▸ 文書本文
_ _ _ _ _
Notebook

ロジスティック分布の2通りの正規分布近似の比較¶

黒木玄

2017-12-23, 2018-10-06

Copyright (c) 2018 Gen Kuroki
Released under the MIT license
http://opensource.org/licenses/mit-license.php

以下のブログ記事を読んだ.

https://www.johndcook.com/blog/2010/05/18/normal-approximation-to-logistic/

以下では, ログスティック分布をKullback-Leibler情報量の意味で最良近似する正規分布とsupノルムの意味で(すなわち確率密度函数の差の絶対値の上限を最小化するような)正規分布を比較してみる.

# Julia v1.0 には存在しないパッケージの読み込みと函数の定義
using Printf
linspace(start, stop, length) = range(start, stop=stop, length=length)

# 確率分布を扱うために使用
using Distributions

# supノルムを最小化する分散を求めるために使用」
_ _ _ _ _
▸ 与えられたデータ

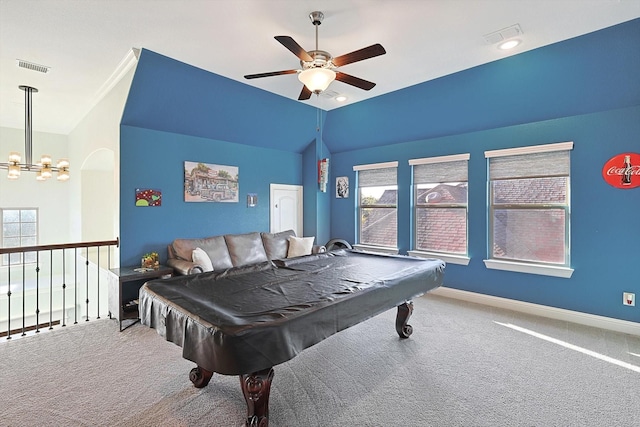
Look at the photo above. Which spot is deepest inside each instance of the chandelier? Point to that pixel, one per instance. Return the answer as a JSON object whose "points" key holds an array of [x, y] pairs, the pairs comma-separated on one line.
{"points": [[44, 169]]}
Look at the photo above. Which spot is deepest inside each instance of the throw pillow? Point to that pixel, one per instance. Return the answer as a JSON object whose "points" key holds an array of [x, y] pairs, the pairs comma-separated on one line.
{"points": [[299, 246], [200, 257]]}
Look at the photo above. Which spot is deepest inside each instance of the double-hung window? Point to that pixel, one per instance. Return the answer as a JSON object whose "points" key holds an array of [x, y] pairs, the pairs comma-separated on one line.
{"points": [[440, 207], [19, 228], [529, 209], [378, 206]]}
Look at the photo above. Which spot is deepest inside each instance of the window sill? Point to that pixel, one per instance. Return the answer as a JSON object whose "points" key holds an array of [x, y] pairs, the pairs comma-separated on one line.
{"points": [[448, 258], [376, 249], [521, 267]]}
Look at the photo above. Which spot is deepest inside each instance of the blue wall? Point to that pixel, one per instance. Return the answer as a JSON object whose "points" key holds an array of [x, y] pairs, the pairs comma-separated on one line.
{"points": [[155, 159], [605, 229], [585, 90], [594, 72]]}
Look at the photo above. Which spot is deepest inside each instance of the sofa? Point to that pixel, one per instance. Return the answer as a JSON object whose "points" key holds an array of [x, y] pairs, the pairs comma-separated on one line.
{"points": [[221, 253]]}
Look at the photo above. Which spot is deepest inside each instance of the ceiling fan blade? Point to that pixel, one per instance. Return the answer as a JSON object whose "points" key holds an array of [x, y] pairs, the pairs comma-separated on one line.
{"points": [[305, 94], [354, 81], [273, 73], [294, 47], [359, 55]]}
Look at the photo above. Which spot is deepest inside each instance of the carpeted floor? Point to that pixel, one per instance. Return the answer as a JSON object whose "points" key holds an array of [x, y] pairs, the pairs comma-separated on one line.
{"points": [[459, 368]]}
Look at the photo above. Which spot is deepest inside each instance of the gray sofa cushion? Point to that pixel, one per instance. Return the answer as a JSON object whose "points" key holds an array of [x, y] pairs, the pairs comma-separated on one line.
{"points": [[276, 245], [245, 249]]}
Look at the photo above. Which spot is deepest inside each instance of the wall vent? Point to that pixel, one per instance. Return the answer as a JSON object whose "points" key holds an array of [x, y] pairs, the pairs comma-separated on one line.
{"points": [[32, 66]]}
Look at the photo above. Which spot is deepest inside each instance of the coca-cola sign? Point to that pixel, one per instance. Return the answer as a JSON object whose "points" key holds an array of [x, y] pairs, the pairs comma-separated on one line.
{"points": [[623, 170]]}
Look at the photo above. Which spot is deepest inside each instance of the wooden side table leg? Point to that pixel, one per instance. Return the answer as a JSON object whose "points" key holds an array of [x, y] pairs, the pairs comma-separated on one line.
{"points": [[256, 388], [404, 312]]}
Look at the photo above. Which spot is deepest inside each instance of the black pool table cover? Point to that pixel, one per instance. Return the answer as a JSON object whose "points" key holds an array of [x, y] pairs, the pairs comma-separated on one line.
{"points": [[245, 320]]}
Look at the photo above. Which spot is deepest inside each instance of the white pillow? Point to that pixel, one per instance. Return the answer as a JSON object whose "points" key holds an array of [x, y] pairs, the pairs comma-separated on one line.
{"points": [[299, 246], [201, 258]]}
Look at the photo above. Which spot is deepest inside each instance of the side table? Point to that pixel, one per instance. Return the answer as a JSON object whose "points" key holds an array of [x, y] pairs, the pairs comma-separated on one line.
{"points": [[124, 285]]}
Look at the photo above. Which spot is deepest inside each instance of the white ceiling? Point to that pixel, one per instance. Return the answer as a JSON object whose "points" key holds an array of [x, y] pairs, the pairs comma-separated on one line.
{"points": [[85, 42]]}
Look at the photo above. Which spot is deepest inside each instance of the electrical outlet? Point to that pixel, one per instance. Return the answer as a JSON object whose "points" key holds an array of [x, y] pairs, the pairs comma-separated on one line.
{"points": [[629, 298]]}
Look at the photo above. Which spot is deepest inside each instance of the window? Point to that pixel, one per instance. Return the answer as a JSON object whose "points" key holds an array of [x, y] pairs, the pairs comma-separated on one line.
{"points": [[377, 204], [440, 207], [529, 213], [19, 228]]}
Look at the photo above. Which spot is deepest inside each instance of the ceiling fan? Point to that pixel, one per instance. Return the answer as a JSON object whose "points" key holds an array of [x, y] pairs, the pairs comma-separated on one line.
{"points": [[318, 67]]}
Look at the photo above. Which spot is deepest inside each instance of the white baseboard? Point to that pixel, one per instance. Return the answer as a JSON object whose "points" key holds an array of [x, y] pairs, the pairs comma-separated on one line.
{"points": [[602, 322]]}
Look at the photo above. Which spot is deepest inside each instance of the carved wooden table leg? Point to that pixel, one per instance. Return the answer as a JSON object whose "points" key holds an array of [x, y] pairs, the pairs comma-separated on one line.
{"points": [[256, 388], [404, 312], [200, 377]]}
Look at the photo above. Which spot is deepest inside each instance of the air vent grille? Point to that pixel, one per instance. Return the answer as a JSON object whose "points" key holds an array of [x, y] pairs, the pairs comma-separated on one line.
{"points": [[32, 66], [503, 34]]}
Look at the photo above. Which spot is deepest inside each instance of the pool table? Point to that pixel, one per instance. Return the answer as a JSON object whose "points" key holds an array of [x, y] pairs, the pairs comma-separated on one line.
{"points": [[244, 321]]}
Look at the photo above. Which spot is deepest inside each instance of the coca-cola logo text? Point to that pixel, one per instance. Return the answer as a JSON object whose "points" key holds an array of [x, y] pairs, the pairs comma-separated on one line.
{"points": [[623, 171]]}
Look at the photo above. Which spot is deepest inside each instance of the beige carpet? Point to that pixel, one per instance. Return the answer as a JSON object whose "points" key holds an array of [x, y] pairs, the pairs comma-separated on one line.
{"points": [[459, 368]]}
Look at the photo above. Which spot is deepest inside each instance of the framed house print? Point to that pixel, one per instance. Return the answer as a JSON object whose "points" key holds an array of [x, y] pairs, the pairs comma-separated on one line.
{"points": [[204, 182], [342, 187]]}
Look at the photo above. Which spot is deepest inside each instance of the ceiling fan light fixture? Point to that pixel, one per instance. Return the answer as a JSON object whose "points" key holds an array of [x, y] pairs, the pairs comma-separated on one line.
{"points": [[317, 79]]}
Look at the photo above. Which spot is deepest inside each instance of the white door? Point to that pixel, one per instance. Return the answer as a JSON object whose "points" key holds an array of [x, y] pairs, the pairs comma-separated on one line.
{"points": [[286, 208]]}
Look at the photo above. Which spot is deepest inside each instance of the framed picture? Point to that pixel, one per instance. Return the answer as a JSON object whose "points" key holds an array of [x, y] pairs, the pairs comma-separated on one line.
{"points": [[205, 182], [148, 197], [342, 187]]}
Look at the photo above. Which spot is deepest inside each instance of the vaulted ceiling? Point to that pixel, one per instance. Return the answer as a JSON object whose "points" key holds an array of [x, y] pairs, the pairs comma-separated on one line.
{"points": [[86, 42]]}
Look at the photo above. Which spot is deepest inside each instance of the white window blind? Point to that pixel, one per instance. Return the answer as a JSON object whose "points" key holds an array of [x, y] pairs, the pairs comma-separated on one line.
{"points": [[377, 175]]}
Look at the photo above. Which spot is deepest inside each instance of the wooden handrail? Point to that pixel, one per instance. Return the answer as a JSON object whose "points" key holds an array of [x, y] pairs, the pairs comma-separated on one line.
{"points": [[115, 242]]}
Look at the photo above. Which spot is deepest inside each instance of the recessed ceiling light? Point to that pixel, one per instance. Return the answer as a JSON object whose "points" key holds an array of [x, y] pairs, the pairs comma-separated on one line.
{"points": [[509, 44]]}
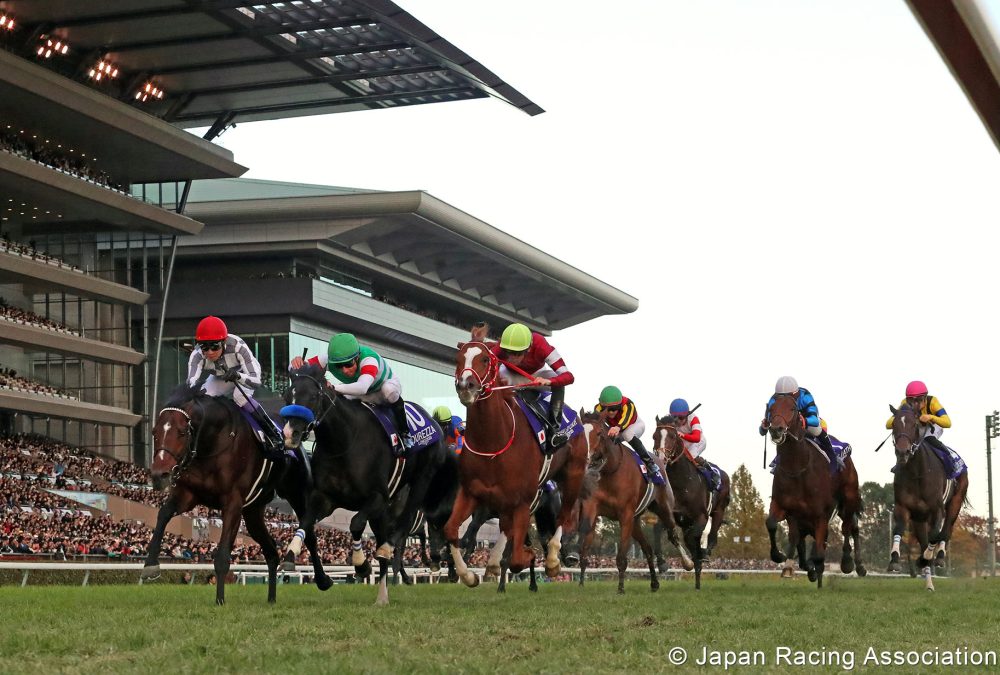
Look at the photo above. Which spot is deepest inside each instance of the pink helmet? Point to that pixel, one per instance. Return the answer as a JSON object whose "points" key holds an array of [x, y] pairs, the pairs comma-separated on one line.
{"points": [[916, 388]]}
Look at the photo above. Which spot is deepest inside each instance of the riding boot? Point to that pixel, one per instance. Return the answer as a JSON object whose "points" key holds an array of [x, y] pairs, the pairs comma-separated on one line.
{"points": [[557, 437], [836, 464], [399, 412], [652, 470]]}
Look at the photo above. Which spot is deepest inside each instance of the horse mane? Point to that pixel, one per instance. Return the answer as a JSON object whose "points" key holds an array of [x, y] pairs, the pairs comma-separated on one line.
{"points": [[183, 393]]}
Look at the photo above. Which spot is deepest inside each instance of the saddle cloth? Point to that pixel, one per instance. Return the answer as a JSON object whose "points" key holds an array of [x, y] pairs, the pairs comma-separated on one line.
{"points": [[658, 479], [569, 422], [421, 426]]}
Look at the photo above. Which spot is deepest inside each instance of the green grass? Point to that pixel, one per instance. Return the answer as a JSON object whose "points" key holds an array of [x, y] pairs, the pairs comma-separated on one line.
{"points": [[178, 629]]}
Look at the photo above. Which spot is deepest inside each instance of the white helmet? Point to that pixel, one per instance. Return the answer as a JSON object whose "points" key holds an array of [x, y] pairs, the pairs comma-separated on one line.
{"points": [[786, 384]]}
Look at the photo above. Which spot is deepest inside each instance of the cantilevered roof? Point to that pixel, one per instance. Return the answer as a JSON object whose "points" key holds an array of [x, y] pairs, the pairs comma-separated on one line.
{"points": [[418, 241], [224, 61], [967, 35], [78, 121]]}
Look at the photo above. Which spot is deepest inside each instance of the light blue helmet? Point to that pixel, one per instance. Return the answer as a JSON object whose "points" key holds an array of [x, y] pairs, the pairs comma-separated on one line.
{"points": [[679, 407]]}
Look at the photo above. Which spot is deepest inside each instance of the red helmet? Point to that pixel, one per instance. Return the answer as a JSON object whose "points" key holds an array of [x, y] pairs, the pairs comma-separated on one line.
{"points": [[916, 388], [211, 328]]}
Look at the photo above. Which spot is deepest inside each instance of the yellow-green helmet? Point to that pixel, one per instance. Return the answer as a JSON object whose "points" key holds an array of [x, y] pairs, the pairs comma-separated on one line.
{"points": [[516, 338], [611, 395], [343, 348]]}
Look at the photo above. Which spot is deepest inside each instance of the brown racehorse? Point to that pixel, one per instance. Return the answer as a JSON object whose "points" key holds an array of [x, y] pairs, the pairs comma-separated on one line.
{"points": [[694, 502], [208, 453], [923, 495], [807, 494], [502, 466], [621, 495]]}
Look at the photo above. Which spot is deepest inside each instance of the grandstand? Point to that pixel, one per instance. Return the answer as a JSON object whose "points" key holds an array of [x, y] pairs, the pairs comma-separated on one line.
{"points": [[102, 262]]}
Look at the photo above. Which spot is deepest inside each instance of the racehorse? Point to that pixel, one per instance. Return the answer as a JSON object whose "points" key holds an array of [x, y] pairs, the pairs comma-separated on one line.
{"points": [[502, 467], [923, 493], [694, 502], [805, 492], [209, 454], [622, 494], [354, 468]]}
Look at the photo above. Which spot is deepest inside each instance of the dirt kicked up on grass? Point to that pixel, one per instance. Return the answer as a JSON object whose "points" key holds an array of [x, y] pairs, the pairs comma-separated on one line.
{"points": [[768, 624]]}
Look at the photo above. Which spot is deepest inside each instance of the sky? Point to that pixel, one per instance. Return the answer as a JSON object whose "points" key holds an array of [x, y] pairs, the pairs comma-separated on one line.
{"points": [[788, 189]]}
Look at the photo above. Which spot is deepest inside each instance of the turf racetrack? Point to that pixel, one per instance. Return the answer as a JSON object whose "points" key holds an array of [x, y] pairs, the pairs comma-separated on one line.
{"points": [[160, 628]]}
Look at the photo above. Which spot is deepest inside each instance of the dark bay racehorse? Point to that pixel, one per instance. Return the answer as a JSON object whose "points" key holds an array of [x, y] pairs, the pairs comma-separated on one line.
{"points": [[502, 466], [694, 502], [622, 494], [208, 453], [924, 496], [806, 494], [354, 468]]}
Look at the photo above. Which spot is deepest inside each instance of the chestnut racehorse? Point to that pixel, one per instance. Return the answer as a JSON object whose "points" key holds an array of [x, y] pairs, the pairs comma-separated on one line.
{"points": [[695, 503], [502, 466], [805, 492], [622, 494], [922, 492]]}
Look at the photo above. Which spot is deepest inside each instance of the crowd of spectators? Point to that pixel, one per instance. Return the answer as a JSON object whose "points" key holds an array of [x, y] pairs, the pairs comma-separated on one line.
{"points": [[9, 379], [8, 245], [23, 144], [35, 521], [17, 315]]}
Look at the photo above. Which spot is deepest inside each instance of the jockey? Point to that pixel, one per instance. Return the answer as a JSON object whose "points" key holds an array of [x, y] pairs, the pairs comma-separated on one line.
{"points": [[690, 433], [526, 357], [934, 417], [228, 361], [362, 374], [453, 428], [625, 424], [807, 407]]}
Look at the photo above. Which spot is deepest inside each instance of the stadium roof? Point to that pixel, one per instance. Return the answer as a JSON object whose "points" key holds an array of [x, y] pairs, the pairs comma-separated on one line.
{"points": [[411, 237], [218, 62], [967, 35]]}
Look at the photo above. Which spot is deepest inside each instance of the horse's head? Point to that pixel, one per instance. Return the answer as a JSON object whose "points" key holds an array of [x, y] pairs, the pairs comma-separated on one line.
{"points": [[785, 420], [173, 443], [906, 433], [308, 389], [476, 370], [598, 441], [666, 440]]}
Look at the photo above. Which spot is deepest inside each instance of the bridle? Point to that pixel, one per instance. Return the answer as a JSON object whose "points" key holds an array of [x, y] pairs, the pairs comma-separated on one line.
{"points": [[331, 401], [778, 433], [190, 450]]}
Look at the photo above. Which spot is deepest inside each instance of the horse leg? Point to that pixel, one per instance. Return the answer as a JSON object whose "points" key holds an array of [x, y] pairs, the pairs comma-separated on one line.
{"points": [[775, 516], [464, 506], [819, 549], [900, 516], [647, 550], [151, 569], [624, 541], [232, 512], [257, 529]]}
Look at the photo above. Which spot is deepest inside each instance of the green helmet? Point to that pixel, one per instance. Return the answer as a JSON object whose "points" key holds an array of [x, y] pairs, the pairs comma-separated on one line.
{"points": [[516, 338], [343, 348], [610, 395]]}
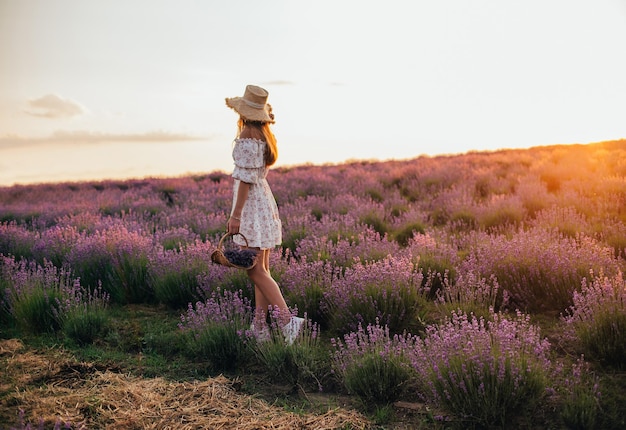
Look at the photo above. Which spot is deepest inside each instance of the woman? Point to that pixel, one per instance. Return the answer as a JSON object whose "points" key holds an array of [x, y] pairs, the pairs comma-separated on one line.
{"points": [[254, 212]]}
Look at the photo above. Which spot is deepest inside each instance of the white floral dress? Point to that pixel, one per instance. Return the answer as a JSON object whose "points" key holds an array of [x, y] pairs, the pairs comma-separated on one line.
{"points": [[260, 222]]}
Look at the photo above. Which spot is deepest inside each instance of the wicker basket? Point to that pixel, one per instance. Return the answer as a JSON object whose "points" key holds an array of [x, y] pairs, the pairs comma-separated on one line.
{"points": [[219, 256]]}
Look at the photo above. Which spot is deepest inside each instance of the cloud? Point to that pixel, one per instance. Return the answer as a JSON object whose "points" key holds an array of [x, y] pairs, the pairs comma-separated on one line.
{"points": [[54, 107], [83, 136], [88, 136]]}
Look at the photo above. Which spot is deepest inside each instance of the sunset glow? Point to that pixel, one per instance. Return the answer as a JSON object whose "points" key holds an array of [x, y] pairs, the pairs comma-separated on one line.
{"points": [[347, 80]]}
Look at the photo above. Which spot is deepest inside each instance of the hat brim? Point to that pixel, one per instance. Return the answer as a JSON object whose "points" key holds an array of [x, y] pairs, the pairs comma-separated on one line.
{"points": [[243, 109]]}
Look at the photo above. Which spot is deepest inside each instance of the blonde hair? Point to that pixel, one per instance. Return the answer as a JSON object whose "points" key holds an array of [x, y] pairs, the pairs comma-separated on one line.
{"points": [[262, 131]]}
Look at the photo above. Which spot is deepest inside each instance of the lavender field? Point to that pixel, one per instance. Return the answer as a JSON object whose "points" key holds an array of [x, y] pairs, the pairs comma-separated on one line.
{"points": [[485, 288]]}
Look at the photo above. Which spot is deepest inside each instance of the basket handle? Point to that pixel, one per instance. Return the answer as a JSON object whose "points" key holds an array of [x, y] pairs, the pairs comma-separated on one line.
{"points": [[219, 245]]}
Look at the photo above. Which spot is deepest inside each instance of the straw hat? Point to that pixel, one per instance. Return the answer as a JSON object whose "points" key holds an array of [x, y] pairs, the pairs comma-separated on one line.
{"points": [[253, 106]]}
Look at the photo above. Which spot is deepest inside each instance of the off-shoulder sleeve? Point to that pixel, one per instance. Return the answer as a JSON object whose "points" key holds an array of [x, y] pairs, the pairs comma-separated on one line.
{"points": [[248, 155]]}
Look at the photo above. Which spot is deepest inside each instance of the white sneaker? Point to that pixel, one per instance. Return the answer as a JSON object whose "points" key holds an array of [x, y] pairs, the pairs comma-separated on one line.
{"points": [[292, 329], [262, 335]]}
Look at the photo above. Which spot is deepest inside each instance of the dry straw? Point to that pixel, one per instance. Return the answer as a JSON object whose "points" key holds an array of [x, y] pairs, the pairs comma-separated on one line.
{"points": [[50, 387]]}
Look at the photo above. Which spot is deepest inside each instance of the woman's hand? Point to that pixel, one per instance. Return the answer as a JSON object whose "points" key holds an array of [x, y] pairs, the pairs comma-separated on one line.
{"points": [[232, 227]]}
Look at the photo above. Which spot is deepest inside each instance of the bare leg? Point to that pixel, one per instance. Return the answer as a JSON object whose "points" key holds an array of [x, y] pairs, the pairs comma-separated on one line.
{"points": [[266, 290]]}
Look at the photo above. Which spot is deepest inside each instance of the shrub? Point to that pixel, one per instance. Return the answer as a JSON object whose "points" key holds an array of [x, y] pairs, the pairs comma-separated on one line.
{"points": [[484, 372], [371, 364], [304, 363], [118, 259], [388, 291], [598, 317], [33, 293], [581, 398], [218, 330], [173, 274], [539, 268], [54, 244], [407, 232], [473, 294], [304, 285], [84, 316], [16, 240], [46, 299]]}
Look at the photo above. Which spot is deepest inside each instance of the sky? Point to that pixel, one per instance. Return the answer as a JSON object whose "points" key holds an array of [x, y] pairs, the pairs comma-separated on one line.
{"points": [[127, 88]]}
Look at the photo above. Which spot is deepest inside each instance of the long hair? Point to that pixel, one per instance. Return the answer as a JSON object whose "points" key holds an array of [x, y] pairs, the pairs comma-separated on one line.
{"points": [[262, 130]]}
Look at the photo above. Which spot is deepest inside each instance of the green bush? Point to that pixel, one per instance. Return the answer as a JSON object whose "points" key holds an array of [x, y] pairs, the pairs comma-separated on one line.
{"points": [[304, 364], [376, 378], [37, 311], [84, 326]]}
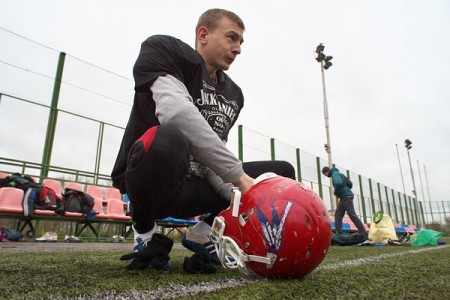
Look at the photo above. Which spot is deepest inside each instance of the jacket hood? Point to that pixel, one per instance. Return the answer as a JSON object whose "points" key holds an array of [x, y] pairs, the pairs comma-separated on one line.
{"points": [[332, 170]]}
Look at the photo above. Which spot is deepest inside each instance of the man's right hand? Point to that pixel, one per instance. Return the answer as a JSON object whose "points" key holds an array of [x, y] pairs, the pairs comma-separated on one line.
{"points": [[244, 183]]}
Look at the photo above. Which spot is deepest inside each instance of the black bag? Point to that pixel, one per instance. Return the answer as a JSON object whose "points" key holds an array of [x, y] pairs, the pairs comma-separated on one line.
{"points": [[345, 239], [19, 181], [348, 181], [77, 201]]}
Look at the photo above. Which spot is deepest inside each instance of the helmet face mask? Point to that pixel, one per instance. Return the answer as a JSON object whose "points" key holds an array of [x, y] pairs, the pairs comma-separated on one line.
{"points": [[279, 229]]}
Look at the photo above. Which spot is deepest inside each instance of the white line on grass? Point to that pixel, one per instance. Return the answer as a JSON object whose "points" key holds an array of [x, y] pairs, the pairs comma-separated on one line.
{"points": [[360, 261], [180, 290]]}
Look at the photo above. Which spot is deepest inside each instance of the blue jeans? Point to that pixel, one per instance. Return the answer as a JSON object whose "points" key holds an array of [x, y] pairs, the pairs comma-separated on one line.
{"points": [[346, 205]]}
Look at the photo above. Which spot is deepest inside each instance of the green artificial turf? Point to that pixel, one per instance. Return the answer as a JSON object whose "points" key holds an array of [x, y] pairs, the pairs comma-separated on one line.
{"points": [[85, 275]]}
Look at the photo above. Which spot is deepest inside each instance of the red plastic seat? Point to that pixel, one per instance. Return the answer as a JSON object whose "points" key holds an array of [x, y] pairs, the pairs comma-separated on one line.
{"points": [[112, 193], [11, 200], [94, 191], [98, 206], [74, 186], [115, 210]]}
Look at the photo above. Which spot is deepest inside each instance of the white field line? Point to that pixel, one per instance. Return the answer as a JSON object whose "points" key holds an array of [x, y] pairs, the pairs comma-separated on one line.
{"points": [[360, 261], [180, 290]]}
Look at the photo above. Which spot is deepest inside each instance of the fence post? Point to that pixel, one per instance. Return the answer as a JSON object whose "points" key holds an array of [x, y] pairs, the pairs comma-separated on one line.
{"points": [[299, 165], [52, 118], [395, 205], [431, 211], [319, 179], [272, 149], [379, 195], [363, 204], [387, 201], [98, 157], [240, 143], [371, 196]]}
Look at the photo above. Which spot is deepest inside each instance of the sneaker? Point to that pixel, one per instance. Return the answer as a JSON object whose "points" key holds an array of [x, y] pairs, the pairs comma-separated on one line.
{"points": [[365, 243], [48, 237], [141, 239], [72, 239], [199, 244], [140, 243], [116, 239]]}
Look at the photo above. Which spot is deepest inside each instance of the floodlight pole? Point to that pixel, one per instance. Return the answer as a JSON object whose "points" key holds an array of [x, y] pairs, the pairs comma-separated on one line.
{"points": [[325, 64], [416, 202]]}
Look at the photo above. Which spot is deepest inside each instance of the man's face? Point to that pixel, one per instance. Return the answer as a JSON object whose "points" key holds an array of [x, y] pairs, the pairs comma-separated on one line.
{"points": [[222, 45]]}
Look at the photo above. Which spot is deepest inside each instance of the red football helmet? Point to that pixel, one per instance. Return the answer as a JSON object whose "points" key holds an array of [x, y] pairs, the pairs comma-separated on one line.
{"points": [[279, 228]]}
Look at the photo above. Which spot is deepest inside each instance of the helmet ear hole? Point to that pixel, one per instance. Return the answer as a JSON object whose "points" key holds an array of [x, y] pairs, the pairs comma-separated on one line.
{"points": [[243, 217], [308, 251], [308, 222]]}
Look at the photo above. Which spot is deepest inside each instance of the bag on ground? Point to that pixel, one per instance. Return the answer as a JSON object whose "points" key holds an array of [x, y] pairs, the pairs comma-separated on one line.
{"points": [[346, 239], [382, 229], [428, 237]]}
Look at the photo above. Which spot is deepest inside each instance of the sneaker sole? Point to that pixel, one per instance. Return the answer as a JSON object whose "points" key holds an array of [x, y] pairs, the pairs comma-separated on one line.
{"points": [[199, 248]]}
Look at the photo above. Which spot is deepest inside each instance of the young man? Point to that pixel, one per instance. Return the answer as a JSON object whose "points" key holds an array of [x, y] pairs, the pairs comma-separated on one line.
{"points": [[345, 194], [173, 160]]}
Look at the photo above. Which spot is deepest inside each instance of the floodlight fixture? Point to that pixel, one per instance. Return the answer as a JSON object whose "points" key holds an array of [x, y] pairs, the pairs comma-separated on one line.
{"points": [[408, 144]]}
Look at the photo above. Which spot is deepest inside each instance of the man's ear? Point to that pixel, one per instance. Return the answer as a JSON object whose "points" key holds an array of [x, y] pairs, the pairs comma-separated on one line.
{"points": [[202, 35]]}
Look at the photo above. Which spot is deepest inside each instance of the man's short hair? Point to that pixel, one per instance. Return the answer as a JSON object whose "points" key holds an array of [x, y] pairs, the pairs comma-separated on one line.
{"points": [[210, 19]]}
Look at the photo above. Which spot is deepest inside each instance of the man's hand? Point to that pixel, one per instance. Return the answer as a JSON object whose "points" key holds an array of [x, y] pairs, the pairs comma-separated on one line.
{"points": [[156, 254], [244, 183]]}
_ _ _ _ _
▸ 指示
ロジスティック分布の正規分布近似を扱う本文から、「以下では, ログスティック分」を含む語句で始まり「range(start, stop=stop, length=length)」で終わる部分を一字一句そのまま書き写してください。 本文の記述だけを手がかりにしてください。

▸ 記述解答
以下では, ログスティック分布をKullback-Leibler情報量の意味で最良近似する正規分布とsupノルムの意味で(すなわち確率密度函数の差の絶対値の上限を最小化するような)正規分布を比較してみる.

# Julia v1.0 には存在しないパッケージの読み込みと函数の定義
using Printf
linspace(start, stop, length) = range(start, stop=stop, length=length)